Task brief »
Adjust each bounding-box coordinate by adding -37. Then rewrite the part of the data that opens with the line containing "floor on this page. Box it for me" and closes with the line containing "[216,273,249,296]", keeping every request line and both end lines.
>> start
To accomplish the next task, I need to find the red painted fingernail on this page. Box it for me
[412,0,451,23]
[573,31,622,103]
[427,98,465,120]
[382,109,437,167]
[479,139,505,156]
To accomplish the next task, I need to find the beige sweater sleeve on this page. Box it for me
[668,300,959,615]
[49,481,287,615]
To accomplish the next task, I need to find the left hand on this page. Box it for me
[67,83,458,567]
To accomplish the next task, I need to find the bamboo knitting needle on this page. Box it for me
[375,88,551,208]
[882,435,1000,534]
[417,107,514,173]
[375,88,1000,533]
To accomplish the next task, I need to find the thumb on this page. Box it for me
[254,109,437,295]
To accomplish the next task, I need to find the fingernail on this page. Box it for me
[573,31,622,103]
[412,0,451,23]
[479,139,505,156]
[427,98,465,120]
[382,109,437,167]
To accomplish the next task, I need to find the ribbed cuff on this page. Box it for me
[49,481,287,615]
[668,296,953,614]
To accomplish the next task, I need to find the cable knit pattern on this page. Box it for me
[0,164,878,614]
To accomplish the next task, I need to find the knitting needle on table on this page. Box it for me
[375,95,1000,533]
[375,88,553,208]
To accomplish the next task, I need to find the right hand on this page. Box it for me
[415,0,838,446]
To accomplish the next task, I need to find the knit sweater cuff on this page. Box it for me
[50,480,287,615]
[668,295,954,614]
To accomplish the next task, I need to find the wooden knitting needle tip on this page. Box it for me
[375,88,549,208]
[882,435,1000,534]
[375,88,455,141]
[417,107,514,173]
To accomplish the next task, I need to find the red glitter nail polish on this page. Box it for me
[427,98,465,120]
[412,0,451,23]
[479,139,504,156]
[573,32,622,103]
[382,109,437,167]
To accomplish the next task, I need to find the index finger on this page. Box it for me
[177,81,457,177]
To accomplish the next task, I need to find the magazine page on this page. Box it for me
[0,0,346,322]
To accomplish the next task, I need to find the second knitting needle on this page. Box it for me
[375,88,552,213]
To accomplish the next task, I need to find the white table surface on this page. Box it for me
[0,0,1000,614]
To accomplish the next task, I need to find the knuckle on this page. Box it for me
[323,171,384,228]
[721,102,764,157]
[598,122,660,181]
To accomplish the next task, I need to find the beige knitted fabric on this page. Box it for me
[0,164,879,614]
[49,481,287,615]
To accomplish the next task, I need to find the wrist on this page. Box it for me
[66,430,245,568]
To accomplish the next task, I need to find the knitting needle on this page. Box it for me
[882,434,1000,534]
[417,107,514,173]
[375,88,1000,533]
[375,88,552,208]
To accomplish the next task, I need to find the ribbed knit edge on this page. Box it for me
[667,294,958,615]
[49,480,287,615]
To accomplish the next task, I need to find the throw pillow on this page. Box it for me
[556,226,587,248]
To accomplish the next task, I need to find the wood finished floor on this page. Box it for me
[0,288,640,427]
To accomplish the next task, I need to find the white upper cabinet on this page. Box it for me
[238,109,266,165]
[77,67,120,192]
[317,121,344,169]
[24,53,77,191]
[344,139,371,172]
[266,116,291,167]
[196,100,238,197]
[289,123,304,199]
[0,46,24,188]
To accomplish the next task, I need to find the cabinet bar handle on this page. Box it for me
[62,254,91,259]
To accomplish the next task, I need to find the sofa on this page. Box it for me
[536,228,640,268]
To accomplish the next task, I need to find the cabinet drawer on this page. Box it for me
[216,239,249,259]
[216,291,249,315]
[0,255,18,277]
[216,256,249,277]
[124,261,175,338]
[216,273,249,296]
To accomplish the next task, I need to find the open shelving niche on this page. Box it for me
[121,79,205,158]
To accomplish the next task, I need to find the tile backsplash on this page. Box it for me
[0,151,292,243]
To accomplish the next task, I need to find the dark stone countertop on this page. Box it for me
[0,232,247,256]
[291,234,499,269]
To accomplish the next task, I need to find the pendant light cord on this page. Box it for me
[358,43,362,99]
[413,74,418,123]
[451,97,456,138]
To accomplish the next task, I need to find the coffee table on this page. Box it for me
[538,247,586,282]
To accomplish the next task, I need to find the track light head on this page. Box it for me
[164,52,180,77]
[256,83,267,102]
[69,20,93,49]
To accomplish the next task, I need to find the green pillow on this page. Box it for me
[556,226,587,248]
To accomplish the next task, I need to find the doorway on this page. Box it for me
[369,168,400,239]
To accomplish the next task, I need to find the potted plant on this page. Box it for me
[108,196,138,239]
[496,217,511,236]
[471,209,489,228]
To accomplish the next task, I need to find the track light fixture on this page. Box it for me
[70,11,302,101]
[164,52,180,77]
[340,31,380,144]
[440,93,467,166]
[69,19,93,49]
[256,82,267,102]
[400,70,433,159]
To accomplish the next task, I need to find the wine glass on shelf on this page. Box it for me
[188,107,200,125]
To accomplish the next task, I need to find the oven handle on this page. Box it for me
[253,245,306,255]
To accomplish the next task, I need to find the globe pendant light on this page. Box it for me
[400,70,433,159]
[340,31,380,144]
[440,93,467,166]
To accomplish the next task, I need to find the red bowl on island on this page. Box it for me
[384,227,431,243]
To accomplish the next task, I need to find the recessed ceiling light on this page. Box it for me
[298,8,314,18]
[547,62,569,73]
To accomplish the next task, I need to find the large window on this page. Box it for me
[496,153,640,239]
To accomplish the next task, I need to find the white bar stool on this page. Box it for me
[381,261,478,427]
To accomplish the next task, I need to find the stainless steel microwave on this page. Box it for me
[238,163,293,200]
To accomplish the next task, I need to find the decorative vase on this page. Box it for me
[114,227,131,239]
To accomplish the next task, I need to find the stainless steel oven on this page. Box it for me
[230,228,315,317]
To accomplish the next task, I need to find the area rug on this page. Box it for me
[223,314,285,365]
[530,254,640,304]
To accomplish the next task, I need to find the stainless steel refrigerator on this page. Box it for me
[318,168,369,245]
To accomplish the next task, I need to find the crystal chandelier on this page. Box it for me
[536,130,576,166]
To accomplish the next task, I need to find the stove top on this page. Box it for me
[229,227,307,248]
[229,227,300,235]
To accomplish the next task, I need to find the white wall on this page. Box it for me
>> end
The response »
To accomplish the next task, I need to find the wood finished floor on this page. Box it for me
[-37,251,603,390]
To accomplish the next task, I need to find the white upper cabinet on this page. Box it for me
[201,72,229,128]
[40,30,83,155]
[280,84,307,132]
[-13,16,40,154]
[307,102,334,135]
[229,79,254,130]
[159,63,201,160]
[252,86,267,162]
[-37,9,-13,151]
To accomplish the next task, I need to find the cabinet bar handle on this page. Box it for me
[25,217,54,222]
To accomplish the next task, I need to find the sofa on this page. Box it for me
[499,191,603,231]
To accomplish the next task, I need to find the cabinet drawer on this page. Box it for me
[179,202,212,222]
[179,254,212,278]
[-37,218,-19,240]
[179,219,212,240]
[87,224,138,301]
[179,236,212,259]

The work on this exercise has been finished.